Text shown:
What can Portland teach Los Angeles about transportation?
I recently spent a long weekend in Portland, Ore. The trip was for fun, but it was hard not to look and sometimes marvel at the many things that Portland does well on the transportation front and wonder if they can be applied here.
Of course, comparing the Portland area to the Southland is a bit unfair. The city of Portland has a population of about 537,000 (about 10% larger than Long Beach) and the metro area has about 2.1 million people. Los Angeles County alone has about 10 million people.
In other words, they've got the advantage of being smaller and in the world of urban planning, smaller usually translates to getting things done faster.
CYCLING
Census Bureau numbers from 2006 show that 4.1% of commuters in Portland use bikes to get to work compared with six-tenths of one percent in the city of Los Angeles. Portland transportation officials say that their own surveys show that actually 6% of the city's residents are pedaling to work -- tops in the nation for a large city.

Short problem: Print the whole article above on Portland and Los Angeles transportation, word for word.

Items:
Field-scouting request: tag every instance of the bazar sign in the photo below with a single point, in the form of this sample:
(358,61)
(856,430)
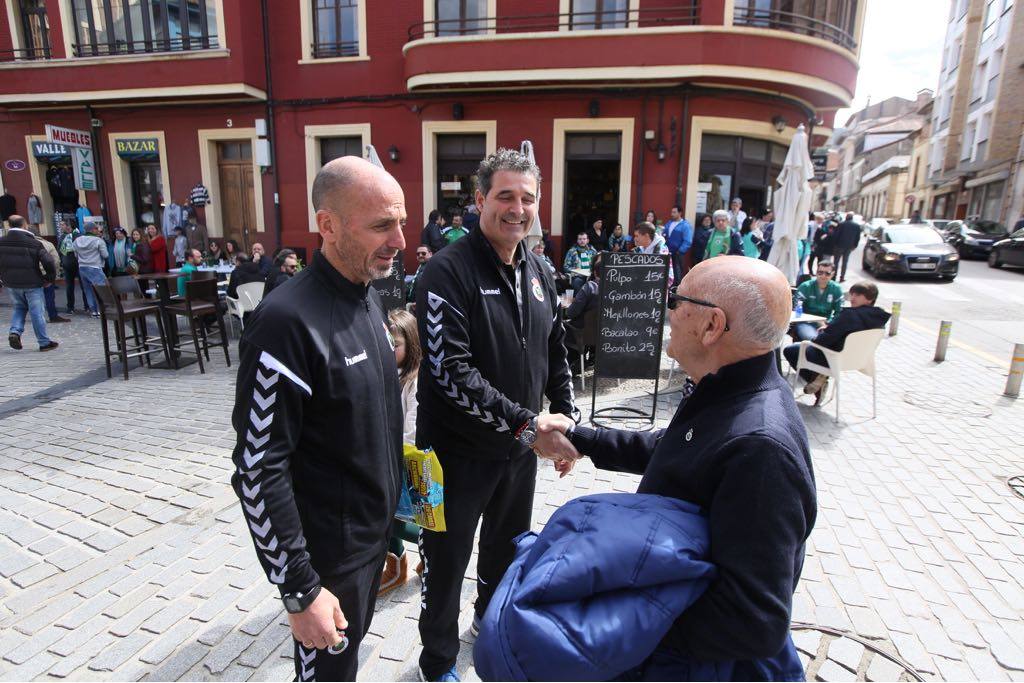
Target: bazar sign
(69,136)
(49,150)
(139,146)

Answer to the problem:
What can Portland teach Los Angeles about transportation?
I recently spent a long weekend in Portland, Ore. The trip was for fun, but it was hard not to look and sometimes marvel at the many things that Portland does well on the transportation front and wonder if they can be applied here.
Of course, comparing the Portland area to the Southland is a bit unfair. The city of Portland has a population of about 537,000 (about 10% larger than Long Beach) and the metro area has about 2.1 million people. Los Angeles County alone has about 10 million people.
In other words, they've got the advantage of being smaller and in the world of urban planning, smaller usually translates to getting things done faster.
CYCLING
Census Bureau numbers from 2006 show that 4.1% of commuters in Portland use bikes to get to work compared with six-tenths of one percent in the city of Los Angeles. Portland transportation officials say that their own surveys show that actually 6% of the city's residents are pedaling to work -- tops in the nation for a large city.